§ **Exercise passage**
━━━

Former Aikawa Detention Center
Ivy-covered concrete walls and a rusting gate enclose an old jailhouse at the top of Aikawa’s historic hillside Kyōmachi neighborhood. Aikawa Detention Center shut down in 1972, having served as a local branch of the Niigata prison system since 1954. Today, it stands empty and silent. Visitors are free to unlatch the bolts at the top and bottom of the door and go inside. The interior is clean and bright, lit by skylights and large windows, yet it feels eerily frozen in time. The concrete hallways and weed-ridden yard are quiet and peaceful. No guards stand outside the security doors, and no inmates pace the tatami-floored cells whose doors lie open and inviting.

━━━

§ **Exercises**
1: Answer these questions using the passage on the former Aikawa Detention Center.
(a) In what year did the detention center shut down?
(b) What lights the interior of the building?
(c) What kind of flooring do the cells have?
2: Write the next few sentences of the passage on the former Aikawa Detention Center, continuing from its final sentence.

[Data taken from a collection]
━━━

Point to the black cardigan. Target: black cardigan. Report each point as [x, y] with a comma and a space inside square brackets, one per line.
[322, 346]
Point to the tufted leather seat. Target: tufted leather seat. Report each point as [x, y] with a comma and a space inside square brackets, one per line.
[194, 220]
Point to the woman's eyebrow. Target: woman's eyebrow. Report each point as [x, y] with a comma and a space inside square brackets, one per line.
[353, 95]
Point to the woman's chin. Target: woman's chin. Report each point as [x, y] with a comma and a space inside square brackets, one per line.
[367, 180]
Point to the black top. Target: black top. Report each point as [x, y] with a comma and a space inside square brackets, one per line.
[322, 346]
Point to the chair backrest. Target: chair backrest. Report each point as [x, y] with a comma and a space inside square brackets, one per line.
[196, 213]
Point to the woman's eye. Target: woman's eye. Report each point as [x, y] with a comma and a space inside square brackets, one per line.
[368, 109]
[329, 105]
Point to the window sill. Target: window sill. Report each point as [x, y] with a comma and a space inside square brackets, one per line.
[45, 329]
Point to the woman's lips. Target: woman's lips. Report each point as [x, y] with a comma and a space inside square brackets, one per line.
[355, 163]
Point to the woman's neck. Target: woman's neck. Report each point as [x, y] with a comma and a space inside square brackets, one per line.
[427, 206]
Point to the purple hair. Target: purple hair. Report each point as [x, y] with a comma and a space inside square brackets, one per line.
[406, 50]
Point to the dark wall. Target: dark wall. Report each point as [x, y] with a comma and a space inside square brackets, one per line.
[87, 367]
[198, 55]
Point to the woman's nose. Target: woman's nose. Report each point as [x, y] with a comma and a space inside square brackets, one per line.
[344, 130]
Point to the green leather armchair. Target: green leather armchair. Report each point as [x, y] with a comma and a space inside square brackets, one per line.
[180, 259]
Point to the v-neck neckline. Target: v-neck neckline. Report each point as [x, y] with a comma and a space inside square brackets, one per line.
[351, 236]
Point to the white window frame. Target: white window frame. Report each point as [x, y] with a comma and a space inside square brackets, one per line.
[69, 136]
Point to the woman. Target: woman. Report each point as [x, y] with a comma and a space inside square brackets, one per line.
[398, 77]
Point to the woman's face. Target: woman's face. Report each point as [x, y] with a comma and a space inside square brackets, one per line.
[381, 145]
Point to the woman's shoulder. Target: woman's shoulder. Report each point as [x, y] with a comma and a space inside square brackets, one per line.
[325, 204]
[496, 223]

━━━

§ **Answers in order**
1:
(a) 1972
(b) Skylights and large windows
(c) Tatami

2:
The jail’s main detention wing comprises six cells, one of which was reserved for women, in addition to a bath, a kitchen, and a library. Offices and a visitation area are found in the smaller entrance wing. The jail could hold 18 detainees at a time. Most were suspects awaiting the results of their trials, but the kitchen was staffed by convicts. A police station and a courthouse were located nearby.
Few jailhouses of this age and type remain in Japan, and Aikawa Detention Center has been nationally registered as a Tangible Cultural Property. Visitors can linger in the jailhouse as long as they like, provided they lock the front door again when they leave.